Alevi Bektaşi Kültürü ve Anadolu Mitolojisi Üzerine Çizen Ali Can Meydan'dan 13 Etkileyici İllüstrasyon

Ali Can Meydan, uzun yıllardır tasavvuf, Alevi Bektaşi mitolojisi ve Orta Asya kültürleri üzerine illüstrasyonlar üreten bir sanatçı. Kendi sitesinde ilgi alanlarını 'mitolojiler, antik inançlar ve sanatlar, Anadolu ve Orta Asya kültürleri ve mistisizm' şeklinde tanımlıyor. Anadolu'da İslam'ın yayılmasına öncülük eden 7 Ulu Ozan'dan  efsanevi Anka kuşuna, Ali Can Meydan'ın en etkileyici 13 illüstrasyonunu sizler için derledik. Sanatçı ve eserleriyle ilgili daha fazla bilgi almak isteyenler http://www.alicanmeydan.com adresini ziyaret edebilirler.

1. Ricalü'l-gayb: Gayb Erenleri

İslam Ansiklopedisi'nde Gayb Erenleri için şu ifadeler yer alıyor: 'Ricâlü’l-gayb telakkisine göre Allah, dünyanın cismanî düzenini sağlamaları için bazı insanların çeşitli görevler üstlenmesini takdir ettiği gibi âlemdeki mânevî ve ruhanî düzenin korunması, hayırların temini, kötülüklerin giderilmesinde sevdiği bazı kullarını görevlendirmiştir. Herkes tarafından kolayca tanınmadıkları veya gizli olan hakikatlere, sırlara vâkıf olduklarından ricâlü’l-gayb adı verilen bu seçkin kişilerin arasında bir düzen ve bir hiyerarşi vardır.'

Alevi Bektaşi ve diğer tasavvufi inançlara göre Gayb Erenleri bazen darda kalanların yardımına koşar, bazen de insanları türlü oyunlarla sınayarak ikrarlarını test ederler. Örneğin Bozatlı Hızır Gayb Erenleri'nin en bilinenlerinden ulularındandır.

2. Hacı Bektaş-ı Veli ve 7 Ulu Ozan

Yedi Ulu Ozan; tarihsel süreçte Alevilik, 12 İmamlara bağlılık, dönemin siyasî sorunları hakkında halkı aydınlatan ve o dönem için önemli olan Arapça ve Farsça gibi dilleri de bilmelerine rağmen eserlerini halkın anlayacağı Türkçe dilinde veren ozanlardır. İnanışa göre hem Alevi inancı uğruna verdikleri mücadele ve katlandıkları zulüm hem de edebî eserlerindeki insanları cezbeden içerik nedeniyle kendilerinden sonra gelen tüm ozanları etkilemiş ve artlarında iz bırakmışlardır. Sayılan bu sebeplerin yanı sıra, birçoğunun Ehli Beyt soyundan gelmesi de bu ozanların bugüne Yedi Ulular olarak gelmesine yol açar.

Kısa Görev 1: Ali Can Meydan illüstrasyonları üzerine yazıda adı geçen bütün dilleri sıralayın.
Kısa Görev 2: Ali Can Meydan illüstrasyonları üzerine yazıda "Ali Can Meydan, uzun" sözlerini içeren yerle açılıp "adresini ziyaret edebilirler." sözleriyle kapanan bölümü hiç değiştirmeden tekrarlayın.
Kısa Görev 3: Ali Can Meydan illüstrasyonları üzerine yazıyı, gösterilen son cümlenin ardından devam ettirin.

Verilen Malzeme:
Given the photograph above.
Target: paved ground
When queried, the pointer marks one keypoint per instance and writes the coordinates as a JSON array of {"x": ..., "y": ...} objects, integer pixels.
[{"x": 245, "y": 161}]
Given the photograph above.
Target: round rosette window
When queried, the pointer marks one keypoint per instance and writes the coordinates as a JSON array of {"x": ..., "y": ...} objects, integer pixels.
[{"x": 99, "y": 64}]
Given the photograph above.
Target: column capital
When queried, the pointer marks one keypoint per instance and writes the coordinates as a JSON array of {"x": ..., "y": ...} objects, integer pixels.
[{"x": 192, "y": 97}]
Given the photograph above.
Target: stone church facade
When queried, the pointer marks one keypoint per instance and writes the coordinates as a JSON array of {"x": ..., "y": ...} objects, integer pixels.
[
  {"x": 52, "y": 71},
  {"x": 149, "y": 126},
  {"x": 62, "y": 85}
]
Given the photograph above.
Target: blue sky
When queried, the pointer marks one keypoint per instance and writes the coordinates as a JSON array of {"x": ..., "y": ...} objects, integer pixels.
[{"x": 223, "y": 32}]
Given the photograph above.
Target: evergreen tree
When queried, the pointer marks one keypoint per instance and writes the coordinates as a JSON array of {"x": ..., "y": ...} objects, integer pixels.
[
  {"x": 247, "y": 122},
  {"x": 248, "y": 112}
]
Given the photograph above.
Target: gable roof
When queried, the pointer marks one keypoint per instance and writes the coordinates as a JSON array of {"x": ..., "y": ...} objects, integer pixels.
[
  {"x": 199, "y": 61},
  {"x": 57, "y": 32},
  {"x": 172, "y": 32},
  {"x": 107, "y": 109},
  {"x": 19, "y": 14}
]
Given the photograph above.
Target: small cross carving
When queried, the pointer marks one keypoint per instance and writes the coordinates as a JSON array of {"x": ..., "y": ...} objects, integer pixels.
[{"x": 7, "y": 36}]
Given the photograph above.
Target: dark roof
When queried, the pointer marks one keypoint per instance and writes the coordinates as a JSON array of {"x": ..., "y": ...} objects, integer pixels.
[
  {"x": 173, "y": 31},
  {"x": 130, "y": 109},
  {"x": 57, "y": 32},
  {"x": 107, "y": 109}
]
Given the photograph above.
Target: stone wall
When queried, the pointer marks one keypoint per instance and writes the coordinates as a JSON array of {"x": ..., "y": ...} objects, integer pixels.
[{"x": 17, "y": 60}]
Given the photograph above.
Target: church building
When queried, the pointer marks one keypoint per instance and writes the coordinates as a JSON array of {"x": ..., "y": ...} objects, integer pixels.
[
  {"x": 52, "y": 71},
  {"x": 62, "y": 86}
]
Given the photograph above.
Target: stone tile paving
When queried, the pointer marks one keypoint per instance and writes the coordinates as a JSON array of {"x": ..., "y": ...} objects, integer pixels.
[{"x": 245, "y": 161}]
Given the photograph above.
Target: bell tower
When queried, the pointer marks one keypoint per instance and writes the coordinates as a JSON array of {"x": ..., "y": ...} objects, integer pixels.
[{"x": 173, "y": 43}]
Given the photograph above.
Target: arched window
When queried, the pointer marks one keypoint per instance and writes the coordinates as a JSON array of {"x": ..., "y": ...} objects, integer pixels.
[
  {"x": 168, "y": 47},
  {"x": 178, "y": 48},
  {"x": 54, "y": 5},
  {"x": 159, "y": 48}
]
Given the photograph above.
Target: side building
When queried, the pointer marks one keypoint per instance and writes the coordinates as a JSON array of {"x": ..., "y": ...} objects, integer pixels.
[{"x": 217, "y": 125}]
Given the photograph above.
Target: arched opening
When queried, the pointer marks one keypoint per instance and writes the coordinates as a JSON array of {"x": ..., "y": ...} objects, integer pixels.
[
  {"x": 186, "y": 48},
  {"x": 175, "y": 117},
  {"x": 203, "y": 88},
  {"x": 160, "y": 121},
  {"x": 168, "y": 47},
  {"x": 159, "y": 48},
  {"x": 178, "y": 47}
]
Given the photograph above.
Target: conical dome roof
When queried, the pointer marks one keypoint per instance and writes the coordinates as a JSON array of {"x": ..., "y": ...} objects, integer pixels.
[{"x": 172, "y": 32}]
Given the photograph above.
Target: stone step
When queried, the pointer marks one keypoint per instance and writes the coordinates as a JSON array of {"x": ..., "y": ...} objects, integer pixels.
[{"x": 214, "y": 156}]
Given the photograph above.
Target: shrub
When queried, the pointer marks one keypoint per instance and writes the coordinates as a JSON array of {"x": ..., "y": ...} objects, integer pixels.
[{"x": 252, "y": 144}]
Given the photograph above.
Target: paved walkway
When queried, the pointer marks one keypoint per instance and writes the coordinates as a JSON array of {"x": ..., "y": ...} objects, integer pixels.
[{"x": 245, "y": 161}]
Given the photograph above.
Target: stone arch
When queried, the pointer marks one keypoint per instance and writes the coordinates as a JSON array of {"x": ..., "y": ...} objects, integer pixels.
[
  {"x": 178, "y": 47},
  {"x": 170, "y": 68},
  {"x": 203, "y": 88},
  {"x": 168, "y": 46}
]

Yazılı Yanıt 1: Arapça, Farsça, Türkçe

Yazılı Yanıt 2:
Ali Can Meydan, uzun yıllardır tasavvuf, Alevi Bektaşi mitolojisi ve Orta Asya kültürleri üzerine illüstrasyonlar üreten bir sanatçı. Kendi sitesinde ilgi alanlarını 'mitolojiler, antik inançlar ve sanatlar, Anadolu ve Orta Asya kültürleri ve mistisizm' şeklinde tanımlıyor. Anadolu'da İslam'ın yayılmasına öncülük eden 7 Ulu Ozan'dan  efsanevi Anka kuşuna, Ali Can Meydan'ın en etkileyici 13 illüstrasyonunu sizler için derledik. Sanatçı ve eserleriyle ilgili daha fazla bilgi almak isteyenler http://www.alicanmeydan.com adresini ziyaret edebilirler.

Yazılı Yanıt 3:
Cemlerde okunan deyişlerin tamamına yakını bu ozanlara aittir. Artık bir kutsal miras niteliğinde kuşaktan kuşağa taşınır olan bu deyişlerin eşi görülmedik sanatsal yapısı ve Ulu Ozanlar'ın gerektiğinde ölümden çekinmemeleri ve yapıtları, onları halk nezdinde ulu kılmıştır. 

Çizimde, Anadolu Erenleri'nin hünkarı Hacı Bektaş-ı Veli'nin önünde 7 Ulu Ozan görünmektedir: Pir Sultan Abdal, İmadeddin Nesimi, Hatai (Şah İsmail), Kul Himmet, Fuzuli, Yemini ve Virani.

Kaynak: https://tr.wikipedia.org/wiki/Yedi_Ulu_Ozan

3. Teslim Abdal

Teslim Sultan Abdal, Türk halk edebiyatının tekke-tasavvuf şiiri bağlamındaki önemli temsilcilerindendir. Yaşadığı dönemde yazılmış bir eseri ve biyografisi yoktur. Kim olduğu ve hayatı hakkındaki bilgiler, sözlü gelenekte anlatılagelen rivayetlere ve farklı zamanlara ait cönk ve mecmualarda geçen şiirlerden hareketle yapılan yorumlara dayanmaktadır. Bu yorumlara göre Teslim Sultan Abdal veya Teslim Abdal, bazen farklı şahsiyetler olarak görülmüş, bazen de anlatıldığı bağlamın etkinliğine ve kendisi ya da yakınları adına izafe edilmiş mezar, türbe, zaviye gibi mekânların varlığına bağlı olarak o bölgede yaşamış biri olarak düşünülmüştür.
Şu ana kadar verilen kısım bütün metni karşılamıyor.